## Objectif 1
Dans le texte ci-dessous sur la gauche au pouvoir, comment les « purs et durs » considéreront-ils chaque compromis, chaque ralentissement et chaque bifurcation ?
## Objectif 2
Rédigez la suite du texte ci-dessous sur la gauche au pouvoir, à partir de l'endroit où il s'arrête.

## Texte

Se dit de la gauche qui accède aux rênes du pouvoir, en accepte les responsabilités, en prend les risques (notamment celui de se tromper parfois, d'être incompris et/ou impopulaire), qui accepte aussi de procéder aux compromis inévitables, parfois de modifier son point de vue initial, voire de changer d'avis devant les contraintes du contexte, financier, économique, politique, international, etc.
Chaque compromis, chaque ralentissement, chaque bifurcation seront évidemment considérés par les « purs et durs » (ou se croyant tels) comme des reniements, des trahisons.
Et de fait, le risque existe réellement que la gauche au pouvoir trahisse gravement son idéal et ses valeurs. L'histoire l'a montré plus d'une fois.
L'exemple le plus incontestable en a été donné par les expériences tragiques et sanglantes du communisme, qu'il soit stalinien, maoïste, cubain, cambodgien ou coréen !
Sur des périodes plus courtes certes, mais néanmoins peu glorieuses, les socialistes et d'une manière générale la gauche réformiste n'ont pas échappé à de graves dérives. On peut citer en exemple les socialistes français ayant largement manqué, après la seconde guerre mondiale, la décolonisation et toléré, voire parfois encouragé, contre les mouvements indépendantistes, une répression et des méthodes (comme la torture en Algérie ) qui ont fait honte à leurs valeurs.

## Données
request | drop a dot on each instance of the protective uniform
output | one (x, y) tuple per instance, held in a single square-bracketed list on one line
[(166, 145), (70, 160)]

## Résultat 1
Comme des reniements, des trahisons.

## Résultat 2
D'une manière générale, les expériences gouvernementales de gauche comportent toutes un bilan nuancé où les – réelles et souvent substantielles - conquêtes sociales sont contrebalancées par des décisions plus contestables et en tous cas contestées. Les avis divergent évidemment pour les qualifier, certains considérant comme reniement ou trahison ce que les autres considèrent comme des compromis, des adaptations, des pauses ou des parenthèses. Tout ici dépend de la position où l'on place le curseur.
Y a-t-il d'ailleurs dans l'Histoire un gouvernement -de gauche ou de droite – qui ait réalisé son programme initial à 100 % et n'ait pris aucune décision non prévue au départ ? Évidemment non, et tout le problème consiste à juger si les écarts constatés n'altèrent pas le message initial et les espoirs des peuples qui ont porté ce gouvernement au pouvoir.
Là encore seule l'Histoire a jugé ou jugera le Front populaire, le gouvernement de Guy Mollet, les septennats de Mitterrand, le quinquennat de François Hollande, ou encore à l'étranger et pour s'en tenir aux expériences démocratiques, la présidence Allende au Chili, celle de Lula au Brésil, le gouvernement de Tsipras en Grèce, etc.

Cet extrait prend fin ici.